* INPUT MATERIAL *
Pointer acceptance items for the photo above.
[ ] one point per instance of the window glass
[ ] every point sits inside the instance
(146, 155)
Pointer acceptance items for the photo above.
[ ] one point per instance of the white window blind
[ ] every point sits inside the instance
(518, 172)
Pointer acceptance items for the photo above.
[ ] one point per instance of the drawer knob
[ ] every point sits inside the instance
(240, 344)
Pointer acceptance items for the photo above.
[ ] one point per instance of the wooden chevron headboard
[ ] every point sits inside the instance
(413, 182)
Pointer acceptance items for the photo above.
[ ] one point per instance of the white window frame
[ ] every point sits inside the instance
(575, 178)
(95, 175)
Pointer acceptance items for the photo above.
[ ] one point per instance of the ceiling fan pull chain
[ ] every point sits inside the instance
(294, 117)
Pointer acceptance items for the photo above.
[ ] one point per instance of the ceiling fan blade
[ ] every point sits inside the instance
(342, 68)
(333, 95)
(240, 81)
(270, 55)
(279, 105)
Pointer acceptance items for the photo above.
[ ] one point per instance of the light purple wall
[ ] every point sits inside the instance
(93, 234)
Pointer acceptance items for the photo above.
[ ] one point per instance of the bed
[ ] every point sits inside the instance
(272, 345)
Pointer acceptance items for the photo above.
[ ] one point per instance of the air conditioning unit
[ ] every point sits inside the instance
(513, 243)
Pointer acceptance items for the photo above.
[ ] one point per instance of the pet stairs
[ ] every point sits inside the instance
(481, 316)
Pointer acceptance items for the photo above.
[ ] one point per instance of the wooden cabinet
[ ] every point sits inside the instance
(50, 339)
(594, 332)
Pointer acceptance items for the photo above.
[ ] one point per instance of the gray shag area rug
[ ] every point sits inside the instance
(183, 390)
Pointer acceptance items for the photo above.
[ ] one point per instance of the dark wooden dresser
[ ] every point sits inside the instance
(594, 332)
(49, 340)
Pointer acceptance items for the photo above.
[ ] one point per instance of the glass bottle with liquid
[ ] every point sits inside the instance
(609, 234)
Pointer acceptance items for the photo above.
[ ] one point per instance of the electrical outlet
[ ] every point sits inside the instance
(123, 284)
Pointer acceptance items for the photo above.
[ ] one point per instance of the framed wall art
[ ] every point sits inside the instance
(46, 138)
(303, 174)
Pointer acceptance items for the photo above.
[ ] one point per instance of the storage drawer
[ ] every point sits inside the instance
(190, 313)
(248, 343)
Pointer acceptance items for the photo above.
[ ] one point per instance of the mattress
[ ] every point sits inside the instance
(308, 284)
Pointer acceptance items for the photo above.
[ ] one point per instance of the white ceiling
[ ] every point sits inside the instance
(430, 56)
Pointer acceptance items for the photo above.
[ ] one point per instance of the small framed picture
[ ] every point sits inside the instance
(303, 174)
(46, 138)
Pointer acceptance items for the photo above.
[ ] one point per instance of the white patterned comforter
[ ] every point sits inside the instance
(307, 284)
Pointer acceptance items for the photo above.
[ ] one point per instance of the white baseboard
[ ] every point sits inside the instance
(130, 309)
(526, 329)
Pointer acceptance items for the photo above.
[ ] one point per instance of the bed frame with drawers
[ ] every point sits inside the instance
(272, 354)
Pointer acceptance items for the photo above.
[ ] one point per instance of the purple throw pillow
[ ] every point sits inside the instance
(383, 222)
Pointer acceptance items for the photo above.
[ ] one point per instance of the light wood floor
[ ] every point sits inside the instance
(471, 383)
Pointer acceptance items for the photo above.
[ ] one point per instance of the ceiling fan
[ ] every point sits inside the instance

* REQUIRED TASK *
Write out the data again, exactly and in full.

* OUTPUT *
Pointer acceptance items for the photo above.
[ ] one point per instance of the window glass
[ ] every point sits inside the instance
(146, 155)
Pointer acceptance items for the photo above.
[ ] one point per instance of the white window blind
[ ] every point sits inside the instance
(518, 172)
Pointer acceptance items for the photo above.
[ ] one point per instance of the drawer knob
[ ] every point sits inside the instance
(240, 344)
Pointer acceptance items for the photo above.
[ ] one point per instance of the wooden chevron headboard
[ ] every point sits inside the instance
(413, 182)
Pointer acceptance items for the photo above.
[ ] one point per instance of the white window frame
[ ] every point sits inside the instance
(575, 178)
(95, 175)
Pointer acceptance items for the photo above.
[ ] one point per instance of the ceiling fan pull chain
[ ] every point sits inside the instance
(294, 117)
Pointer acceptance items for the photo above.
[ ] one point per instance of the ceiling fan blade
[ ] every point sits inside the instance
(342, 68)
(333, 95)
(240, 81)
(270, 55)
(279, 105)
Pointer acceptance items for the photo above.
[ ] one point per instance of the light purple wall
[ ] every point sits inside the instance
(93, 234)
Pointer acceptance items for the photo above.
[ ] one point per instance of the bed
[ ] every point sits inside the instance
(272, 345)
Pointer acceptance items for the photo above.
[ ] one point per instance of the air conditioning unit
[ ] every point sits inside the instance
(513, 243)
Pointer acceptance items for the photo above.
[ ] one point per instance of the pet stairs
[ ] every point sits inside the instance
(481, 316)
Pointer acceptance items for the photo above.
[ ] one point per instance of the wooden cabinet
[ ] every point sits inside the instance
(50, 339)
(594, 332)
Pointer acceptance items for the photo above.
[ ] one point per instance of the gray shag area rug
[ ] every point sits inside the instance
(183, 390)
Pointer acceptance items for the photo above.
[ ] one point per instance of the dark wooden dresser
[ ] every point sits inside the instance
(594, 332)
(49, 340)
Pointer acceptance items for the photo above.
[ ] one point per instance of the glass bottle with liquid
[ ] every point sits inside the instance
(609, 234)
Pointer acceptance items for the photo above.
[ ] one point per instance of the electrical outlet
[ ] every point sits inside the instance
(123, 284)
Pointer acceptance items for the photo above.
[ ] one point per instance of the framed wall art
[ ] every point sits inside the instance
(46, 138)
(303, 174)
Pointer acceptance items for the photo above.
[ ] one point per instance of the storage drawer
[ ] every point sits inside the instance
(190, 313)
(248, 343)
Pointer acceptance items for the photo above.
[ ] one point per instance of the mattress
[ ] every point sits inside the instance
(308, 284)
Pointer acceptance items for the photo above.
[ ] one point per instance of the white ceiling
[ ] every point sits inside the instance
(430, 56)
Pointer acceptance items for the photo above.
[ ] one point per instance of the small framed picture
[ ] every point sits inside the instance
(303, 174)
(46, 138)
Pointer acceptance items for the photo above.
[ ] one point per instance of the white patterned comforter
[ ] every point sits inside the instance
(307, 284)
Pointer acceptance items for the photo above.
[ ] one point per instance of the white baseboard
[ ] every point sits inside the instance
(130, 309)
(526, 329)
Pointer acceptance items for the photo above.
[ ] one point per instance of the bed frame with drawers
[ ] every point sits inside the instance
(272, 354)
Pointer acceptance items for the photo above.
[ ] one point per instance of the purple throw pillow
[ ] every point sits inside the instance
(383, 222)
Pointer acceptance items for the photo above.
[ ] one point per instance of the light wood floor
[ ] every point sits inside the instance
(471, 383)
Pointer acceptance items for the photo above.
[ ] one point per instance of the ceiling fan
[ ] every point sits inside the instance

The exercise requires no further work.